Task to complete:
Only the lines from the line containing "Reviewer note: confirm that every instance of the cluster" to the end of the entries, both included, belong in your answer, and each must match exactly.

Natural language region descriptions:
━━━━━━━━━━━━━━━━

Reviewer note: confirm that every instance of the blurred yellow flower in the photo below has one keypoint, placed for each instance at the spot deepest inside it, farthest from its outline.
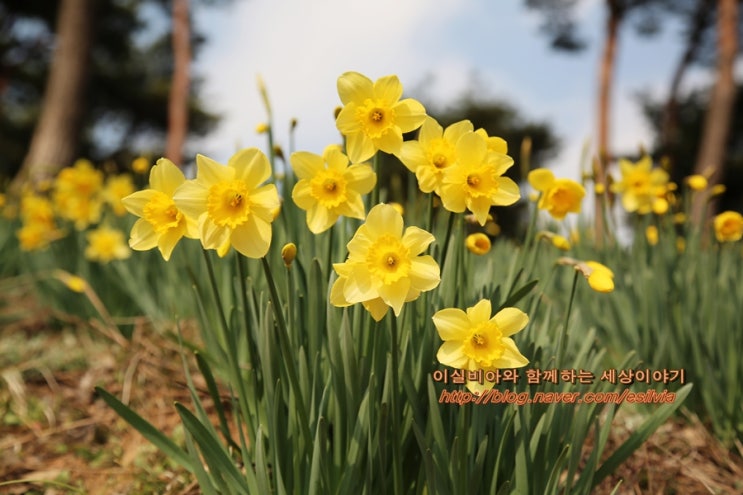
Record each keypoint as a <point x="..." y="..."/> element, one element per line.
<point x="600" y="277"/>
<point x="478" y="243"/>
<point x="556" y="240"/>
<point x="643" y="188"/>
<point x="651" y="234"/>
<point x="386" y="267"/>
<point x="559" y="196"/>
<point x="373" y="116"/>
<point x="717" y="189"/>
<point x="36" y="235"/>
<point x="73" y="282"/>
<point x="474" y="340"/>
<point x="288" y="253"/>
<point x="561" y="243"/>
<point x="230" y="204"/>
<point x="117" y="187"/>
<point x="38" y="227"/>
<point x="475" y="182"/>
<point x="433" y="152"/>
<point x="398" y="207"/>
<point x="161" y="223"/>
<point x="728" y="226"/>
<point x="329" y="187"/>
<point x="77" y="194"/>
<point x="697" y="182"/>
<point x="680" y="244"/>
<point x="106" y="244"/>
<point x="140" y="165"/>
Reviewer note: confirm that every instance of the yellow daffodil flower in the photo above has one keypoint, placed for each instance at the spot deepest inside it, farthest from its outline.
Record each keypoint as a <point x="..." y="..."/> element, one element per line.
<point x="230" y="204"/>
<point x="559" y="196"/>
<point x="728" y="226"/>
<point x="373" y="117"/>
<point x="329" y="187"/>
<point x="161" y="223"/>
<point x="288" y="253"/>
<point x="643" y="188"/>
<point x="106" y="244"/>
<point x="385" y="266"/>
<point x="433" y="152"/>
<point x="474" y="340"/>
<point x="476" y="181"/>
<point x="478" y="243"/>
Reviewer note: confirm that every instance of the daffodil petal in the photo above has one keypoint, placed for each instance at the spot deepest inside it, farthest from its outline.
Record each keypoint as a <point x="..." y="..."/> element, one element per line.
<point x="452" y="354"/>
<point x="510" y="321"/>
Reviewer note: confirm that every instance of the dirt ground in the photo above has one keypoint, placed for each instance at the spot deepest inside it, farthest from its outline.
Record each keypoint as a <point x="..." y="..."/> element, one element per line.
<point x="55" y="434"/>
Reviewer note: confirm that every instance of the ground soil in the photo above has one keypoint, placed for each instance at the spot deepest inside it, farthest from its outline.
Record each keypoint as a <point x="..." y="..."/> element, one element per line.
<point x="57" y="436"/>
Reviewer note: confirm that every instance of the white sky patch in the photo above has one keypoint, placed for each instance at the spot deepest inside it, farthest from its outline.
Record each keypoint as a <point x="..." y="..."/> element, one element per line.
<point x="437" y="48"/>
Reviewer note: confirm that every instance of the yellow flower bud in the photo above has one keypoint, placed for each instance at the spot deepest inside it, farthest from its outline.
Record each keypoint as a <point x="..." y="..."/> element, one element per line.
<point x="651" y="234"/>
<point x="680" y="244"/>
<point x="478" y="243"/>
<point x="140" y="165"/>
<point x="288" y="253"/>
<point x="560" y="243"/>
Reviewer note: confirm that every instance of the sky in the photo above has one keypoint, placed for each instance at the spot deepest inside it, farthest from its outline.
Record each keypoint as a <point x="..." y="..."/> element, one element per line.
<point x="438" y="48"/>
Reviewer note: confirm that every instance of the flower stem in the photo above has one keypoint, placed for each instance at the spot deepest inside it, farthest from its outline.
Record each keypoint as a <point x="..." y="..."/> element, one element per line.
<point x="447" y="237"/>
<point x="396" y="412"/>
<point x="563" y="339"/>
<point x="288" y="355"/>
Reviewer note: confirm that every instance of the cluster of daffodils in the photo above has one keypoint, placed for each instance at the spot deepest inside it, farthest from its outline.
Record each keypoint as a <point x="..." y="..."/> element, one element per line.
<point x="225" y="206"/>
<point x="81" y="197"/>
<point x="645" y="189"/>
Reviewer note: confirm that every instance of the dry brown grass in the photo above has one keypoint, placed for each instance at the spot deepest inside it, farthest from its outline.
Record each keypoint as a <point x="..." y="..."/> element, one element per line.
<point x="53" y="428"/>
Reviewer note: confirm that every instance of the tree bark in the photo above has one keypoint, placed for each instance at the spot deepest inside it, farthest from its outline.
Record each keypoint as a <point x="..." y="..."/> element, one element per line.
<point x="711" y="155"/>
<point x="606" y="77"/>
<point x="179" y="91"/>
<point x="698" y="23"/>
<point x="55" y="140"/>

━━━━━━━━━━━━━━━━

Reply:
Reviewer note: confirm that every instance of the cluster of daffodils in the photo above has one keypoint, placed for each instance at the spot deepest inside it, farthest from its outline.
Record each keypoint as a <point x="..." y="..."/> element, one element per line.
<point x="225" y="206"/>
<point x="81" y="197"/>
<point x="645" y="189"/>
Reviewer note: confirm that every instance of the dry brown grass in the photo above has one keypoint, placed for each instance at the spot deepest inside it, farthest from its outline.
Record each keypoint as a <point x="..." y="..."/> element, one element per line.
<point x="53" y="428"/>
Reviewer note: confirm that every instance of the tree bark in the photo above has one keypoint, placed for each instance at the spot deepest inside it, farthest from its outline.
Record each keypoint as a <point x="..." y="..."/> element, one element per line.
<point x="711" y="155"/>
<point x="606" y="77"/>
<point x="179" y="91"/>
<point x="698" y="23"/>
<point x="55" y="140"/>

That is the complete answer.